Provided records:
◆ ◆ ◆ ◆

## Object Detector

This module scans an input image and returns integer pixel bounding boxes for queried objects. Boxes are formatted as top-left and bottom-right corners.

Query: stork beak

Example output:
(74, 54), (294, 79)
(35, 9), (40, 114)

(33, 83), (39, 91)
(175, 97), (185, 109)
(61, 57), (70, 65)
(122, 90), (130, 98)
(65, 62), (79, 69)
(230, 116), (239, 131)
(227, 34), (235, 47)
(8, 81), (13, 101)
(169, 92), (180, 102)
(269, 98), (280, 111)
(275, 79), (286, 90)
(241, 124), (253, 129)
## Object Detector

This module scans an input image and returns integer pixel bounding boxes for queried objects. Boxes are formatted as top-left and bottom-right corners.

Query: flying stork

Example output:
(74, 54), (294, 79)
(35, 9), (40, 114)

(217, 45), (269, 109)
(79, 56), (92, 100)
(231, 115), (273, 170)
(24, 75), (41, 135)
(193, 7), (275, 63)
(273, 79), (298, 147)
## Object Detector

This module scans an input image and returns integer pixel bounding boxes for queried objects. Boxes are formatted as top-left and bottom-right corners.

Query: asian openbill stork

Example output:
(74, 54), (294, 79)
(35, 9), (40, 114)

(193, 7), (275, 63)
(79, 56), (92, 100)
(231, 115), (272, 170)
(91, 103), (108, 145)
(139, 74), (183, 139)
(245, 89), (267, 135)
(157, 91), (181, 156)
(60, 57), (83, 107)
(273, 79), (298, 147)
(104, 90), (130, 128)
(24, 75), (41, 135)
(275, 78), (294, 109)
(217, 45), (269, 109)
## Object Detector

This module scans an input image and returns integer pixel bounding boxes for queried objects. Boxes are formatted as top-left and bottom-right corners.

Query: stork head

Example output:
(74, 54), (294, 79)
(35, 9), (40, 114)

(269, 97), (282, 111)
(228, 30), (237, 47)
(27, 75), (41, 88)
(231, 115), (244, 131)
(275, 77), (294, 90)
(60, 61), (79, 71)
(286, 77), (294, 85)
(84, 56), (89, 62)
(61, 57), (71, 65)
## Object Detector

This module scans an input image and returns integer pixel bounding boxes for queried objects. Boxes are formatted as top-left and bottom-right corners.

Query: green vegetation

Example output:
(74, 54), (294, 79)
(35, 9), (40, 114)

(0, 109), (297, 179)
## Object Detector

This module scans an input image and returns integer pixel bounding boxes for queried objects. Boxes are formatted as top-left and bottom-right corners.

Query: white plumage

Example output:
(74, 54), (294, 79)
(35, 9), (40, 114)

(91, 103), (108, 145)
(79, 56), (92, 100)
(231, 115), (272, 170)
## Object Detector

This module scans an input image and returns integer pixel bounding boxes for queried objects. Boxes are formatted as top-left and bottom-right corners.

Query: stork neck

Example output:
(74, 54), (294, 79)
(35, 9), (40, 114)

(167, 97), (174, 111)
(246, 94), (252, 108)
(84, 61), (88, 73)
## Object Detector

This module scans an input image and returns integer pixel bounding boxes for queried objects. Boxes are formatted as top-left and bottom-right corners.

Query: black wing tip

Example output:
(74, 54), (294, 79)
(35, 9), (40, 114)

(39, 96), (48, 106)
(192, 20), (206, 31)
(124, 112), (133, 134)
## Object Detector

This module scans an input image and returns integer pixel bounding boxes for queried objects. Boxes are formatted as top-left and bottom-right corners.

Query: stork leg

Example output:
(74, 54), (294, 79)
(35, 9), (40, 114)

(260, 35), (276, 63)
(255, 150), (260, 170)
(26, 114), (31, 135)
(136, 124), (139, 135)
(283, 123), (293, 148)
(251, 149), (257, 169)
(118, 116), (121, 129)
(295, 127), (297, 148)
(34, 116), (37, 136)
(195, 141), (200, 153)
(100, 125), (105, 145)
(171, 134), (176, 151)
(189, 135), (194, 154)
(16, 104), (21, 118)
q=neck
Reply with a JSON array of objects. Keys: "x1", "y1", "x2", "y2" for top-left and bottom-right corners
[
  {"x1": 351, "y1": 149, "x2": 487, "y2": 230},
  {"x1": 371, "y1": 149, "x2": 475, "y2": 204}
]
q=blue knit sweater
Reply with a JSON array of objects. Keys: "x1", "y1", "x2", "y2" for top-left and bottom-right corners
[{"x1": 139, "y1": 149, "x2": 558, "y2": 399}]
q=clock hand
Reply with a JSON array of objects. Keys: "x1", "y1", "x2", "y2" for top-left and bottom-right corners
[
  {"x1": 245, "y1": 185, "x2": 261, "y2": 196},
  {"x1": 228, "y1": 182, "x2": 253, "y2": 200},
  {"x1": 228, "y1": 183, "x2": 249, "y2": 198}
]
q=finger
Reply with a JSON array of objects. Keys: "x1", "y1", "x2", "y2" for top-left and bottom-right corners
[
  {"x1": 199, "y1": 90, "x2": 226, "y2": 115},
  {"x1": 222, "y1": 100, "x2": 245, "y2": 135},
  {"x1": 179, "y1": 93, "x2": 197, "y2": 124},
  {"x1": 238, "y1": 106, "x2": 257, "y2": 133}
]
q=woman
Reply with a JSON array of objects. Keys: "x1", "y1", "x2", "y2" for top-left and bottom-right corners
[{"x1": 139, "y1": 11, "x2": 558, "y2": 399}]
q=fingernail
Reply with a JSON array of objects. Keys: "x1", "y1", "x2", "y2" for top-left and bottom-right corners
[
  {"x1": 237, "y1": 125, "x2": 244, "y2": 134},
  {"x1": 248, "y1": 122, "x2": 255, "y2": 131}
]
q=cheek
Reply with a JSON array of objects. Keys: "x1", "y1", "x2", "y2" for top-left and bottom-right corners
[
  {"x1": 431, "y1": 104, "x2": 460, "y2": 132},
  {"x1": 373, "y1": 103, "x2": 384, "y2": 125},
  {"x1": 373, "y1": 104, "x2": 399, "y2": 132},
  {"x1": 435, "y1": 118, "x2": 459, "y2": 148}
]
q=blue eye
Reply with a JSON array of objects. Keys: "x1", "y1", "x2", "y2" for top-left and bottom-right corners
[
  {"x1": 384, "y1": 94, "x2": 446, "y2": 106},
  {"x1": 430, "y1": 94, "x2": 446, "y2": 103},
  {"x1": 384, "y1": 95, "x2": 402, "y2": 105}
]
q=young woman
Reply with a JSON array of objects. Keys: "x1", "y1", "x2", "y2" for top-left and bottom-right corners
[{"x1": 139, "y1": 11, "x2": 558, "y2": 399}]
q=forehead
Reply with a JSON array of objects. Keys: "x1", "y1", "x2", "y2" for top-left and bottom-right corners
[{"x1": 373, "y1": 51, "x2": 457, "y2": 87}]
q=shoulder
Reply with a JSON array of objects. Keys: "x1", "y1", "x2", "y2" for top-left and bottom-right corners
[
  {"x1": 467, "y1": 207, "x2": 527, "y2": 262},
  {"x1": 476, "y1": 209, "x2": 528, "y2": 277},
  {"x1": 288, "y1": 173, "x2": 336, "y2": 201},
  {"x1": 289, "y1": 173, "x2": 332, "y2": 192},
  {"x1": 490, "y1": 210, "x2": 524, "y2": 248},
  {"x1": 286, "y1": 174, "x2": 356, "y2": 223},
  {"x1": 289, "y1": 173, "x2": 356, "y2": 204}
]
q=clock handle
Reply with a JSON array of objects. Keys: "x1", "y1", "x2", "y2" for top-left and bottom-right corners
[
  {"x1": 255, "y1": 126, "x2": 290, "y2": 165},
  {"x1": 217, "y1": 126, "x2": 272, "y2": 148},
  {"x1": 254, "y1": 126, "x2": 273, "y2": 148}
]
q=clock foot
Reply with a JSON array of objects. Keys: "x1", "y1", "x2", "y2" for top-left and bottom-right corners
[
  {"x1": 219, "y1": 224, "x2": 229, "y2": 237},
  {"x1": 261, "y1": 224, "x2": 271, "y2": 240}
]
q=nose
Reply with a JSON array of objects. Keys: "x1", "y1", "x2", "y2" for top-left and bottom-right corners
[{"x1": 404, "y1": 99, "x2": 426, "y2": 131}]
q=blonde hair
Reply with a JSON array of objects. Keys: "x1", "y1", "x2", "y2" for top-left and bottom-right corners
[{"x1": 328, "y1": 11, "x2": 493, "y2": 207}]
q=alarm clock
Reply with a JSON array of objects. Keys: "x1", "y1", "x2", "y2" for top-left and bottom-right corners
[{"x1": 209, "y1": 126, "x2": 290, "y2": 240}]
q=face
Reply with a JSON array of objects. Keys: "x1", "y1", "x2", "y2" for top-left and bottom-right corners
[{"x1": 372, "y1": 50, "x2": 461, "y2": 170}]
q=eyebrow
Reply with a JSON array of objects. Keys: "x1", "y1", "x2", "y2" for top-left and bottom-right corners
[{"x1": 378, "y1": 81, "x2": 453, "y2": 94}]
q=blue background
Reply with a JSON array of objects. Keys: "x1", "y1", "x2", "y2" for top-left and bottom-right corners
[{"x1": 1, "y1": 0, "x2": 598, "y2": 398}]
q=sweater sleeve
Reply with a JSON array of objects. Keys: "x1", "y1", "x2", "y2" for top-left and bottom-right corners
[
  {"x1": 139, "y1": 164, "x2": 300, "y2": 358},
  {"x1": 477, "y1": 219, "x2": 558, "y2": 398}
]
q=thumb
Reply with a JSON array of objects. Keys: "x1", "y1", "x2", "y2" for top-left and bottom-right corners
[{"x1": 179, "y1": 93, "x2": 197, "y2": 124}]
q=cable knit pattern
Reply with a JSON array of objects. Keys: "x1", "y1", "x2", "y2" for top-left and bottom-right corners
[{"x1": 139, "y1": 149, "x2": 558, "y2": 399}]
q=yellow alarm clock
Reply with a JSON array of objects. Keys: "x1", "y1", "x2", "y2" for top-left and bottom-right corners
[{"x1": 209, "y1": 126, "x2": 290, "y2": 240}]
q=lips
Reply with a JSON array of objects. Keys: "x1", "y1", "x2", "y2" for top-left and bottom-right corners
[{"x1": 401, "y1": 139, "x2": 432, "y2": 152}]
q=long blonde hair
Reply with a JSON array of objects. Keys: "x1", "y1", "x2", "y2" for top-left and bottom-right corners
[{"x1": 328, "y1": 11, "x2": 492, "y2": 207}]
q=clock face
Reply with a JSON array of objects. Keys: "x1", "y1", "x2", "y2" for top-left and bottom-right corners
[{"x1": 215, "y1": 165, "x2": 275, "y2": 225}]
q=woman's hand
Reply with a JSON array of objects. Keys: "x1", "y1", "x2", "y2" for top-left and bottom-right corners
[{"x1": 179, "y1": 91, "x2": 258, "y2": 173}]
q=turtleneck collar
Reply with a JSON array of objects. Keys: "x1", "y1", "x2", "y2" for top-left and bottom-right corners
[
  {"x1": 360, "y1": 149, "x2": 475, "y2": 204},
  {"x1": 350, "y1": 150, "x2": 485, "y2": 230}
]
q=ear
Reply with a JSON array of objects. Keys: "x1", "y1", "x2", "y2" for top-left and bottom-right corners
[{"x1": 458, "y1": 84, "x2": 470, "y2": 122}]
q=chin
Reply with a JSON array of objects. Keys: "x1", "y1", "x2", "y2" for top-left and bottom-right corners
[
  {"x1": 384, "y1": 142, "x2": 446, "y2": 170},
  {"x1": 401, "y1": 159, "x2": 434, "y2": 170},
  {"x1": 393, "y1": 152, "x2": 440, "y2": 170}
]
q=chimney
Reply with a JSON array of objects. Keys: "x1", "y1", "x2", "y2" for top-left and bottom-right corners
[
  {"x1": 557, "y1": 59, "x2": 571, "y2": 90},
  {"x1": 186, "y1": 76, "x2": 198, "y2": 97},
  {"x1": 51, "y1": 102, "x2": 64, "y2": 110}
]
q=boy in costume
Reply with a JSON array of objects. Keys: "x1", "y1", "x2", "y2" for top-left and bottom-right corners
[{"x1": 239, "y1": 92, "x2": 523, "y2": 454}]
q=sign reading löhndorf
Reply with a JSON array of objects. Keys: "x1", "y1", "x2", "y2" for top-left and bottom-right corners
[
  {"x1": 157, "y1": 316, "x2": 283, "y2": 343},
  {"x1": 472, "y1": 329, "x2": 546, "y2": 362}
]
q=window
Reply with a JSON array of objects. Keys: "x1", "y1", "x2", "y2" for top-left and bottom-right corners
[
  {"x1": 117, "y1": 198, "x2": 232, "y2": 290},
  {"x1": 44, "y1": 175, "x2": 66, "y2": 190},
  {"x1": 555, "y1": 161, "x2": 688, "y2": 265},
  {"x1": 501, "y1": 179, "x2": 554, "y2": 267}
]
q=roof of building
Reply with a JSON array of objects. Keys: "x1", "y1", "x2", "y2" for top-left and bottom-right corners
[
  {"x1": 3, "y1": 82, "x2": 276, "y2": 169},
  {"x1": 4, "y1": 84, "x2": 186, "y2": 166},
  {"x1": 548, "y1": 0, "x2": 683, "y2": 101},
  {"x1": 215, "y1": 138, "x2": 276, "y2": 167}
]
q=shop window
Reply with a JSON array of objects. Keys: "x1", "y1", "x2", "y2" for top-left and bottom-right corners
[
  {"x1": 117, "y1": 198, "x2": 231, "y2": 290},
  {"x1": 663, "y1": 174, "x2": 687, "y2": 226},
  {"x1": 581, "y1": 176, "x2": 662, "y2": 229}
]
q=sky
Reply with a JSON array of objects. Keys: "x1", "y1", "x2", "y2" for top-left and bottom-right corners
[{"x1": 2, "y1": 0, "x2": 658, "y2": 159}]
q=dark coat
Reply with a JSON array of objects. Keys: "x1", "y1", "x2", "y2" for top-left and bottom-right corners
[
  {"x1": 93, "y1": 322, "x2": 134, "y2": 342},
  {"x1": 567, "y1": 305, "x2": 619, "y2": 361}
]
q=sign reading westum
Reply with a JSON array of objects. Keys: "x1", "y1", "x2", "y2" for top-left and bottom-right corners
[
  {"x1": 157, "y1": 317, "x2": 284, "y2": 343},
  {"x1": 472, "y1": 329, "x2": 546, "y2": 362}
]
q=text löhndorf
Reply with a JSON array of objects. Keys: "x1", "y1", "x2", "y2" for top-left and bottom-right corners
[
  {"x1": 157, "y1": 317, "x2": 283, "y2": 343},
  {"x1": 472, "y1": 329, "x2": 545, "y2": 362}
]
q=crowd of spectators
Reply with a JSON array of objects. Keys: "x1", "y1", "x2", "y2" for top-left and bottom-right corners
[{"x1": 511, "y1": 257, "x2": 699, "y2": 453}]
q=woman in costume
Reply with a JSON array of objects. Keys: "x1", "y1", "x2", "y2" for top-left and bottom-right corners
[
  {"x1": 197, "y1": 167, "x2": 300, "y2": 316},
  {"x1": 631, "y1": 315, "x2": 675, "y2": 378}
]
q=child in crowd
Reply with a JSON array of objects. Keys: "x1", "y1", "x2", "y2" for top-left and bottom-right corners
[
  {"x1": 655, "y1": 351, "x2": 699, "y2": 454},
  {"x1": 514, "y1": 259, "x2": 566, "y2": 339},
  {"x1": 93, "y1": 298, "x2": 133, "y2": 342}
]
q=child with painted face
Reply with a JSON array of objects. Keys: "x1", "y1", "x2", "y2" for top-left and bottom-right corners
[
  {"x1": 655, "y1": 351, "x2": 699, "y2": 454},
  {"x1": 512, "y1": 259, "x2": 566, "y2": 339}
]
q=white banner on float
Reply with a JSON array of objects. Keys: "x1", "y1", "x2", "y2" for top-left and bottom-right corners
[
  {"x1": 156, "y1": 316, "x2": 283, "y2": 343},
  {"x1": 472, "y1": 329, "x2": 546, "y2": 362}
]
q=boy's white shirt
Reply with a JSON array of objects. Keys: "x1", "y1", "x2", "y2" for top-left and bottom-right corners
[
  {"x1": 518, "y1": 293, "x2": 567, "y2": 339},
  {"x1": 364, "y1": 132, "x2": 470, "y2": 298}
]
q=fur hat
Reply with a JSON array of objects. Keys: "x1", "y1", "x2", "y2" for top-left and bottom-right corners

◆ ◆ ◆ ◆

What the task requires: Every line of the listing that includes the word "Query" forms the answer.

Completed task:
Query: stork beak
Query: flying stork
Query: asian openbill stork
Query: stork head
Query: green vegetation
Query: white plumage
Query: stork neck
Query: black wing tip
Query: stork leg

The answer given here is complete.